Women can sign up for full-fledged diploma courses, taught in Urdu and English, or they can be "listeners," just stopping by now and then. Schedules are flexible to attract working women, housewives and the young. Students can live on campus, and a bigger facility is being built on the edge of Islamabad.
Al-Huda administrators are vague on numbers, but Faiza Mushtaq, who is writing her dissertation on the movement, estimates at least 15,000 women have earned diplomas from Al-Huda in Pakistan alone since 1994.
Tuition fees are just a few dollars for three months of lessons, according to Mushtaq, and less for women who can't pay that much. Most of Al-Huda's revenue appears to come from sales of its materials and donations.
The school is particularly appealing because it teaches the Quran using Urdu and English translations as opposed to Arabic, which most Pakistanis don't know.
Its graduates, many of whom cover their faces and hair outside class, often return to their homes in distant cities and villages and start their own chapters of Al-Huda. Regular Al-Huda classes are held at dozens of branches in Pakistan, many of them run by a single graduate.
"My vision is that the Quran reaches everyone, because it is Allah's message to humanity," Hashmi, 52, said in an interview during a recent visit to Islamabad. Al-Huda is "a kind of women's empowerment program, and I think knowledge is the best way to empower women, especially spiritual knowledge."
Critics disagree.
Pervez Hoodbhoy, a nuclear scientist and critic of hard-line Islam, has written about the spread of religious conservatism in Pakistan, and has pointed to Hashmi as one of its principal forces.
The face-covering burqa, once a rarity in Islamabad, now has stores specializing it, he notes. Hoodbhoy says Al-Huda is engendering a mindset of segregation and submission for women that is shredding Pakistan's cultural fabric.
"Through ceaseless proselytizing and subtle pressure tactics, Al-Huda has brought a majority of my university's students under the burqa," Hoodbhoy said in an e-mail. "In comparison with students of earlier decades, they are less confident, less willing to ask questions in class, and most have become silent note-takers. To sing, dance, play sports or act in dramas is, of course, out of the question for these unfortunates."
People who have studied Al-Huda say it promotes a literal, conservative approach to the Quran, but that it is not as rigid as it could be. While women are taught that covering their hair and avoiding music is what Islam requires, they also are encouraged to earn professional degrees.
Mushtaq, who is earning her Ph.D. from Northwestern University in Illinois, said she never heard Al-Huda condone violence, but that it could at times promote intolerance.
"I've heard some classroom discussions where they were talking about how to deal with Christians and Hindus. They weren't advocating violence, but just how one should stay away from them or convert them — a very, very patronizing and superior attitude," said Mushtaq.

_Job_. Could you pick up the passage above on the Al-Huda Quran school for women and keep writing from its final sentence?

_Provided material_.
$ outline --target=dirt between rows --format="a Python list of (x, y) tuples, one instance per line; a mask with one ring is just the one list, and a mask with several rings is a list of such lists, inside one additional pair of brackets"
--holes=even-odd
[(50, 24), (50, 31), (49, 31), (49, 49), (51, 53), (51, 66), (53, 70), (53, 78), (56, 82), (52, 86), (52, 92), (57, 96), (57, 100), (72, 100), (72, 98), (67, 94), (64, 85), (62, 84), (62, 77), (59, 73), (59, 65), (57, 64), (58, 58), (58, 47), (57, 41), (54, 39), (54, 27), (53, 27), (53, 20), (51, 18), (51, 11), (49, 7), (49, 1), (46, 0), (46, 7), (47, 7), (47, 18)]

_Task output_.
But she noted that Hashmi and Al-Huda had also been criticized by conservative male Muslim scholars who question the teachers' credentials and rebuke Hashmi, a married mother of four, for traveling without a male guardian and lecturing on TV and radio. They even cast aspersions on women studying outside the home.
Several Al-Huda participants said they joined to know more about Islam.
"We don't know anything about our religion, actually, and I wanted to learn," said Salma Khokhar, a 40-year-old housewife who is one of the most active students in Afzal's English-language class. "Al-Huda has changed me a lot. I've lost 43 pounds. I feel very focused. I pray. I talk to Allah."
Uzma Azmi, 46, who grew up on the secular side of a family with mixed degrees of religiosity, used to think Al-Huda was too rigid. But after months of sitting in on classes, she now says the school's critics are uninformed and unwilling to look past the veils.
Azmi drapes a scarf over her hair during class, but not in her daily life.
"I'm not going to cover my head right now, and these people don't force you. It has to come from within," she said, adding, "I don't think I'd be willing to give up music." (She likes classic rock and early reggae.)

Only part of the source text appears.